START LISTING
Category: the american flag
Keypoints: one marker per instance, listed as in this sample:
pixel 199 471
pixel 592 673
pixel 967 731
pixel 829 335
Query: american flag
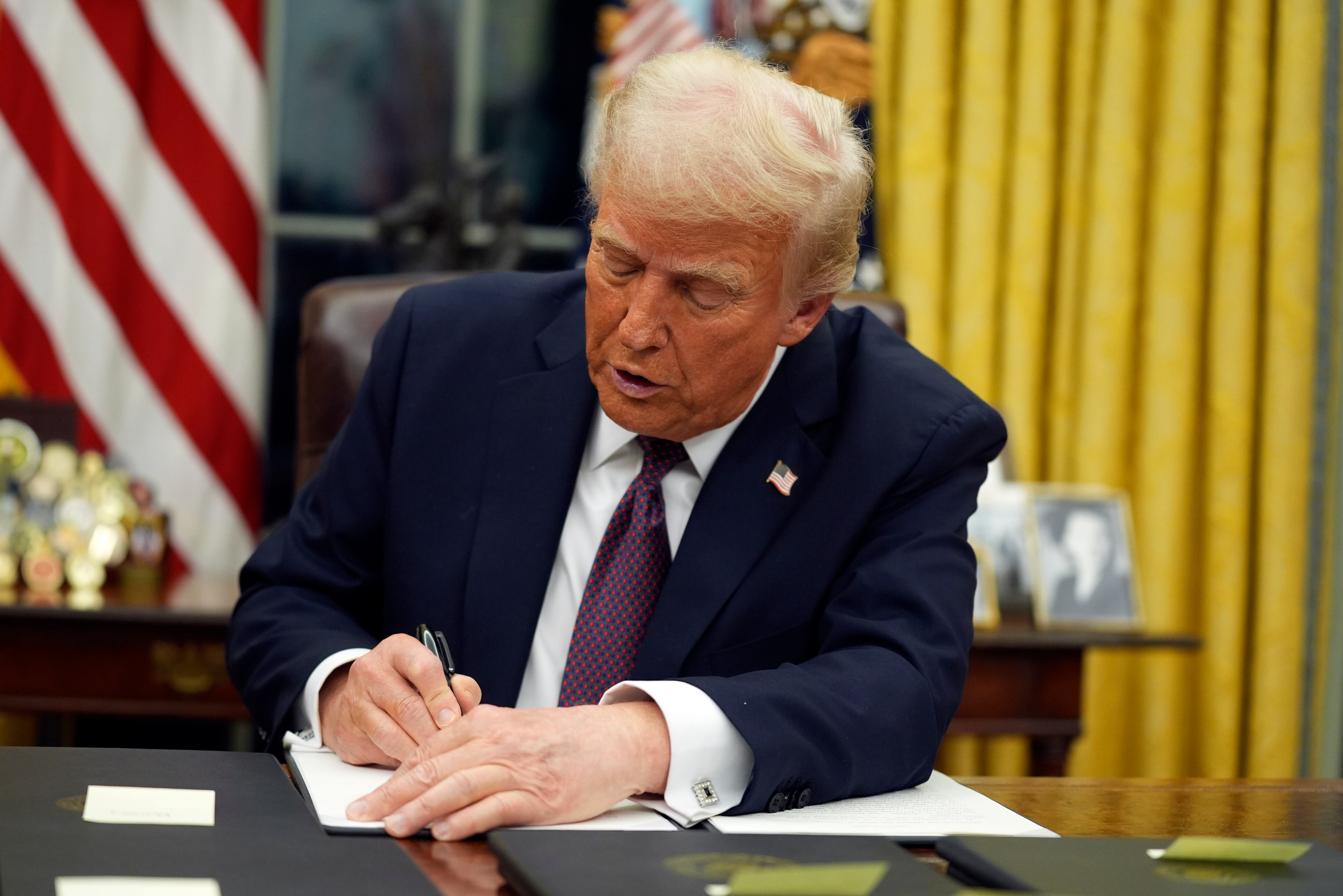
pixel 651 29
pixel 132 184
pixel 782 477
END LISTING
START LISTING
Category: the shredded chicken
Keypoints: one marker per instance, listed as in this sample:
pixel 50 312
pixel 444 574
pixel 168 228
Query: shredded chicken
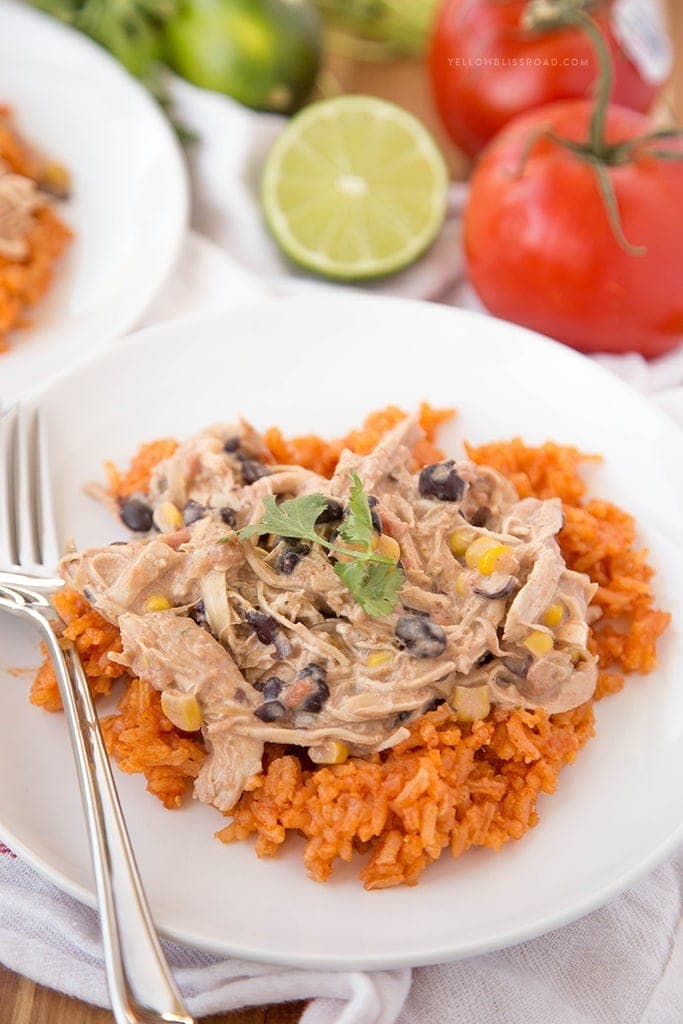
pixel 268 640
END LISTING
START LISTING
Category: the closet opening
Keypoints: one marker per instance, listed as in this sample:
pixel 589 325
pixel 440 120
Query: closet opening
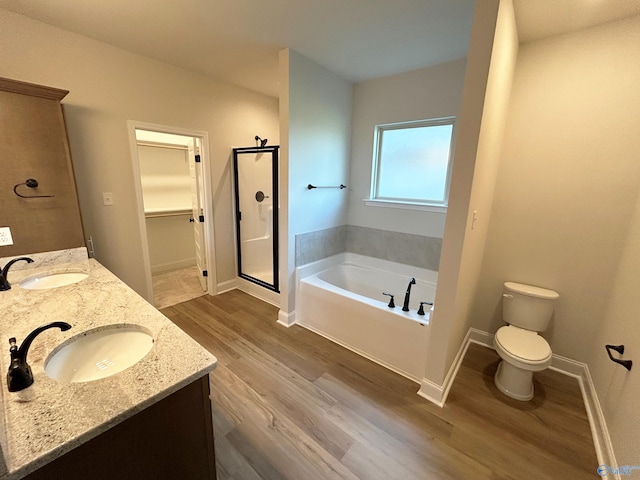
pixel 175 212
END LISTING
## EXERCISE AIM
Starting at the line containing "Category: the american flag" and ending with the line containing "pixel 782 477", substitute "national flag" for "american flag" and leave everything else unchanged. Omit the pictures from your answer.

## COMPLETED TASK
Category: the national flag
Keypoints: one marker per instance, listed as in this sample:
pixel 199 471
pixel 592 673
pixel 967 731
pixel 829 335
Query: national flag
pixel 651 29
pixel 132 184
pixel 782 477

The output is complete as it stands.